_Document excerpt_:
◆ ◆ ◆ ◆ ◆

Several things affect how long someone can live with a blocked large intestine (also called a bowel obstruction).
Surgery may be considered if it has the potential to solve the problem by removing or reducing the obstruction. Surgery is an option if the blockage is caused by a tumor pressing on the bowel, or if there’s scar tissue or twisting of the bowel that prevents movement of stool. Surgery is only considered if someone can tolerate the surgical procedure and recovery that is required.
The patient, the family or the health care team may decide that surgery is not an option. Then, non-surgical treatments are used to try to decrease the degree of blockage, to stimulate the bowel, and to manage symptoms. These treatments may include the following:
- A medication called dexamethasone (Decadron®) may decrease the swelling around a tumor and improve bowel function;
- Other medications may stimulate the bowel to move;
- A medication, called octreotide (Sandostatin®) may decrease the amount of fluids normally produced by the digestive tract. It’s usually used when a patient is no longer taking any food or fluids orally. With less fluid, there may be less nausea and abdominal discomfort;
- A nasogastric tube also known as an NG tube (tube inserted through the nose into the stomach) may reduce pressure and ease symptoms.
The length of time someone can live with an obstruction depends on several factors:
- Overall strength and condition
People who are active and have a fair amount of reserve strength and energy do better than people who are very weak.
- Degree of blockage
A full blockage is a bigger problem than a partial blockage. With a partial blockage, people usually can sip fluids or take ice chips, which lengthens survival time.
- Effect of treatments
If treatments can decrease the blockage or reduce pressure, then the person may be able to sip fluids or take ice chips, which lengthens survival time.
Complications may reduce survival time. There may be infections such as pneumonia, or intestinal bleeding. The obstructed bowel may not be getting enough oxygen, or the bowel may become perforated, that is, a hole may develop in the intestinal wall. These complications are unpredictable, and may bring death within a few hours.
Without any fluids (either as sips, ice chips or intravenously) people with a complete bowel obstruction most often survive a week or two. Sometimes it’s only a few days, sometimes as long as three weeks. With fluids, survival time may be extended by a few weeks or even a month or two. With a bowel obstruction, things may go better than expected, but it’s important to prepare for sudden, unexpected changes.
In people with cancer, swelling of the stomach or abdominal area can have a few different causes.
- Fluid may collect in the area of the body containing the abdominal organs. This fluid is called ascites. It may result from the tumor causing the body to produce more fluid, or the tumor may be blocking the normal flow of fluid through the lymph and other body systems. Ascites can make someone feel bloated, uncomfortable and short of breath. If this does not bother the patient, it can be left alone. If there is discomfort, then the fluid sometimes can be drained. The draining of ascites from the abdominal cavity is called paracentesis. At times, medications can help the body eliminate the fluid. The medications often are not that helpful, because it’s not that there is too much fluid in the body, rather it is just collecting in the wrong places.
- Sometimes the bowels do not empty well. Stool may build up and gas may cause bloating. This can be due to constipation from opioids, from a general slowing of the bowels due to weakness, or a blockage of the bowel due to a tumor. In all these cases the patient usually has symptoms of constipation. Constipation from medication or slowed bowels can be treated with laxatives.
- As some illnesses progress, there can be swelling under the skin and in other body tissues. This is called edema.
Sometimes the causes of swelling can be treated and swelling decreased. For example, bowel functioning may be improved if a blockage is removed. At other times the cause of the swelling can’t be treated and it’s best to treat the symptoms associated with it. For example, if the swelling is causing shortness of breath, there are medications to ease this.

◆ ◆ ◆ ◆ ◆

_Entries supplied_:
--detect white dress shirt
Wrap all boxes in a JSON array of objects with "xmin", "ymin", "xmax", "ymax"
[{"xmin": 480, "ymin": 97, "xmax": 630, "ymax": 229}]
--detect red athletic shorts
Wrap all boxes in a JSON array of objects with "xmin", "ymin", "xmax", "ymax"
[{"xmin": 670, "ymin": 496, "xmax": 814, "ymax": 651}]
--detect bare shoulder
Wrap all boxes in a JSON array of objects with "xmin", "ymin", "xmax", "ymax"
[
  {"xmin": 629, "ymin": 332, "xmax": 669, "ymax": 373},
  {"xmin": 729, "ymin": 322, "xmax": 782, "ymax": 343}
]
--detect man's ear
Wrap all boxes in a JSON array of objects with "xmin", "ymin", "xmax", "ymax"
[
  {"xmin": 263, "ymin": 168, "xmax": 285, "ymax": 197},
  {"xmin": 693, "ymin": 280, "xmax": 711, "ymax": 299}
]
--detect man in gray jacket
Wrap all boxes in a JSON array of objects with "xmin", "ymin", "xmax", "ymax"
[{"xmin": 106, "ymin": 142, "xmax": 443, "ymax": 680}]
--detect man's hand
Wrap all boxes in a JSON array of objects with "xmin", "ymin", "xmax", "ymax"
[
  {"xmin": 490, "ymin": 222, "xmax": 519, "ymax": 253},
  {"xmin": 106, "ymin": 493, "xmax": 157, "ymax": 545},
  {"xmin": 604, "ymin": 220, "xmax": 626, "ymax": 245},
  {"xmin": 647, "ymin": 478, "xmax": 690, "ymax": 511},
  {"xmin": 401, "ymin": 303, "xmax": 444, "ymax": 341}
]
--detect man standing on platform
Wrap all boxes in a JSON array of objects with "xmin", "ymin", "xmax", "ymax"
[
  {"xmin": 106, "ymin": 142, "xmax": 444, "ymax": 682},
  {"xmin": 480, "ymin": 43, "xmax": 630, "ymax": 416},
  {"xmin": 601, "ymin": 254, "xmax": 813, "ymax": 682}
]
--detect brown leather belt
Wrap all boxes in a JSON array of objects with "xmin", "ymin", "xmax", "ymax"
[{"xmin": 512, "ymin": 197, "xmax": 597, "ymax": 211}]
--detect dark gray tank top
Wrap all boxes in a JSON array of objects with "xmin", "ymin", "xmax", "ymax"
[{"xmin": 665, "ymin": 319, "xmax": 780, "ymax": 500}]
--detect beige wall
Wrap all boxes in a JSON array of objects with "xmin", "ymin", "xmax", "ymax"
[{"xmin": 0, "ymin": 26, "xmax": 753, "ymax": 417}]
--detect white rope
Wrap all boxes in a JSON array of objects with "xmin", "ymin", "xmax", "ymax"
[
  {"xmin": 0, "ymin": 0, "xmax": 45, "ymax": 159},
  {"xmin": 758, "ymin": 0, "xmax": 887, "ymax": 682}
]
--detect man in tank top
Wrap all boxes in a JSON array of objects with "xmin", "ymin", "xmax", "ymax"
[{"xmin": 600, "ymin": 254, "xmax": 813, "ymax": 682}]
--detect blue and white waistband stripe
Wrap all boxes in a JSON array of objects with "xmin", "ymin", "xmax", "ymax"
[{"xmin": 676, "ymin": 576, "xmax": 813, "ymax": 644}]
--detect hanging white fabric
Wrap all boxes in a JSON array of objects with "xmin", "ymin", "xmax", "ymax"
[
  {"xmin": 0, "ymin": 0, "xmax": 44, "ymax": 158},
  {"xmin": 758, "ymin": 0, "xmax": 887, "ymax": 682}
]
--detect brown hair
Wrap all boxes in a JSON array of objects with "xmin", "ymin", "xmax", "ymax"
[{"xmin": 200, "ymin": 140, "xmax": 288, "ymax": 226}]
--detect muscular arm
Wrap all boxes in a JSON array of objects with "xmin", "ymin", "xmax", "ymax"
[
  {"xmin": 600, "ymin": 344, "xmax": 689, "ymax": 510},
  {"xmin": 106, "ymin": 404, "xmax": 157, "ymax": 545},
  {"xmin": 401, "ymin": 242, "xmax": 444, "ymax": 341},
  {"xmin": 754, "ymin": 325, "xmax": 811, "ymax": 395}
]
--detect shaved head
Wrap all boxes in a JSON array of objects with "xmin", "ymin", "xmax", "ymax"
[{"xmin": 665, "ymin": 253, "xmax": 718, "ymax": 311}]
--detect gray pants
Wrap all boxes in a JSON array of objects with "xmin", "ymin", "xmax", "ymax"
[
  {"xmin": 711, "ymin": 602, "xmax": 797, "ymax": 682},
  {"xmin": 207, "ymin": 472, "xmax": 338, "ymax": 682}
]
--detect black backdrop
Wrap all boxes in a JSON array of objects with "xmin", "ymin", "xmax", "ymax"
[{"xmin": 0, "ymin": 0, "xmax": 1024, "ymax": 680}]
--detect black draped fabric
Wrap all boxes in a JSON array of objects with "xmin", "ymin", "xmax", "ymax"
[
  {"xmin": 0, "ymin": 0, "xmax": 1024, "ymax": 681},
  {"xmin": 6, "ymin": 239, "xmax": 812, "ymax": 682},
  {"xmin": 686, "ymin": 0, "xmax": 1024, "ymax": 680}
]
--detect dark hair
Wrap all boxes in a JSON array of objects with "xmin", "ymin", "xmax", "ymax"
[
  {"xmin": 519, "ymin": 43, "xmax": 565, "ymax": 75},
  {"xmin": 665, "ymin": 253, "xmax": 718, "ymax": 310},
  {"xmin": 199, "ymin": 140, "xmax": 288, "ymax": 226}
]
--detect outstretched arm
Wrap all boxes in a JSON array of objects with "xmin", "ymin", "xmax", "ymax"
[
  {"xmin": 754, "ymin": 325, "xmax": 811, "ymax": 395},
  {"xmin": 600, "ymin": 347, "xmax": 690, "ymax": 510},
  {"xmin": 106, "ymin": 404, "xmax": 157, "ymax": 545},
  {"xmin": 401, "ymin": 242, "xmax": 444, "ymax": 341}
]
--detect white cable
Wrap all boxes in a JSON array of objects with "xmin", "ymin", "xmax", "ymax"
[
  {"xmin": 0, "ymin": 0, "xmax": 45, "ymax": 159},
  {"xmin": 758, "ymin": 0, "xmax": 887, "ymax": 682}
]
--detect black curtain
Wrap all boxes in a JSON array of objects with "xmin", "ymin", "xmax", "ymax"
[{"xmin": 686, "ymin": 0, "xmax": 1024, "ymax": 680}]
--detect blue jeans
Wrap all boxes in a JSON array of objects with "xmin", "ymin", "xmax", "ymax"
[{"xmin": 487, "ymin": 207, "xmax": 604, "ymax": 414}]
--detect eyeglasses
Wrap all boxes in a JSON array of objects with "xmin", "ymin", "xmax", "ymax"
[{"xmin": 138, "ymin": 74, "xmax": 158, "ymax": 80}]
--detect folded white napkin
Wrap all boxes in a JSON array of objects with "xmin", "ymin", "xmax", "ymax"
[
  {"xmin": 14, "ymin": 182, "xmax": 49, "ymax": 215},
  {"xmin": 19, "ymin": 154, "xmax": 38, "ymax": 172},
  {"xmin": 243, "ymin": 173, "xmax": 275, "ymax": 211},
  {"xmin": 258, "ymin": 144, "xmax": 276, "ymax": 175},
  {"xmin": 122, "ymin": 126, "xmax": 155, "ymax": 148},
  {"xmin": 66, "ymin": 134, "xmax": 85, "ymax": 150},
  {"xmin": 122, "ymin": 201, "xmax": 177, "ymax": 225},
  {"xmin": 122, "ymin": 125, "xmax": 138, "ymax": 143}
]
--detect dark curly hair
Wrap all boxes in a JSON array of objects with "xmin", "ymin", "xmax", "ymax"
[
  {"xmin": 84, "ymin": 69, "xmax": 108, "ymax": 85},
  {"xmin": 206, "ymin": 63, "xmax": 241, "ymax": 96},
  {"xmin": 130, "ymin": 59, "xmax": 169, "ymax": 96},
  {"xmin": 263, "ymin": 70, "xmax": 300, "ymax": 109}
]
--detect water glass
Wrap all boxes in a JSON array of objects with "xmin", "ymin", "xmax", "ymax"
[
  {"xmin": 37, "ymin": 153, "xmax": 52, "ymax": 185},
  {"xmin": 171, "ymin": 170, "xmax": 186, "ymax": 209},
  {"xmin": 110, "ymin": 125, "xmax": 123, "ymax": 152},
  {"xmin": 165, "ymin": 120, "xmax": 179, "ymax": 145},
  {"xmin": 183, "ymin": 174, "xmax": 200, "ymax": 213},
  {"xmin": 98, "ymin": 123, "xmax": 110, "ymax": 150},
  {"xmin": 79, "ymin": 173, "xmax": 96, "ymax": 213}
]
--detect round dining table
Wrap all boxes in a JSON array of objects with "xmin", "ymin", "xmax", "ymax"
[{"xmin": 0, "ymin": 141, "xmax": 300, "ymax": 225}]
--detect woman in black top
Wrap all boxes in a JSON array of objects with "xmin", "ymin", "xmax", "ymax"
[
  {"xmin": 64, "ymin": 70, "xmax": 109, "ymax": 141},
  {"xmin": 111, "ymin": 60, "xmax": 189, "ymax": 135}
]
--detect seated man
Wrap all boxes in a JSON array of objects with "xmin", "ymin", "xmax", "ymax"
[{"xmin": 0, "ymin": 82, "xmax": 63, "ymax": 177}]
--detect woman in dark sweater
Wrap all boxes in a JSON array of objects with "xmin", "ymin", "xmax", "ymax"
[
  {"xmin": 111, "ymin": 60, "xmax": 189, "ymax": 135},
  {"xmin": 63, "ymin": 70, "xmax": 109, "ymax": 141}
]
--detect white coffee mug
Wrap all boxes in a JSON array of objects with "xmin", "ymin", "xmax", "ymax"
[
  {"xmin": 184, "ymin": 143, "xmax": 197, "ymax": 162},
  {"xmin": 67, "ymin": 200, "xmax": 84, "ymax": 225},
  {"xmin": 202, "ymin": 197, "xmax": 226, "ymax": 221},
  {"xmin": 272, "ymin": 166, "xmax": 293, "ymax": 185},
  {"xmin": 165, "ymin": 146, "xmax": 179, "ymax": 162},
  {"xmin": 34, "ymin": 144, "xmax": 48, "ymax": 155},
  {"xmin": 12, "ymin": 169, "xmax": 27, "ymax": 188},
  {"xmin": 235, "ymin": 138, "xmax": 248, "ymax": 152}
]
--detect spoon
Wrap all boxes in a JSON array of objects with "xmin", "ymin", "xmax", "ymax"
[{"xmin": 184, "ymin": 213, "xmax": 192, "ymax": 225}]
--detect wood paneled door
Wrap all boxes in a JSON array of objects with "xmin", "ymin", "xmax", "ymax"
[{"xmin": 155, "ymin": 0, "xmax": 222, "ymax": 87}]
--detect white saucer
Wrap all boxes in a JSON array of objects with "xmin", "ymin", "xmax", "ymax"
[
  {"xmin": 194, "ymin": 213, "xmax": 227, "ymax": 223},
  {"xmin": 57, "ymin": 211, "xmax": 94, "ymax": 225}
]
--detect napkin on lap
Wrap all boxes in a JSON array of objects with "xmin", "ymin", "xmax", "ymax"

◆ ◆ ◆ ◆ ◆

_What this task involves_:
Render into Spanish the following sentence from the text on bowel obstruction: "Constipation from medication or slowed bowels can be treated with laxatives."

_Task response_:
El estreñimiento causado por medicamentos o por la lentitud de los intestinos puede tratarse con laxantes.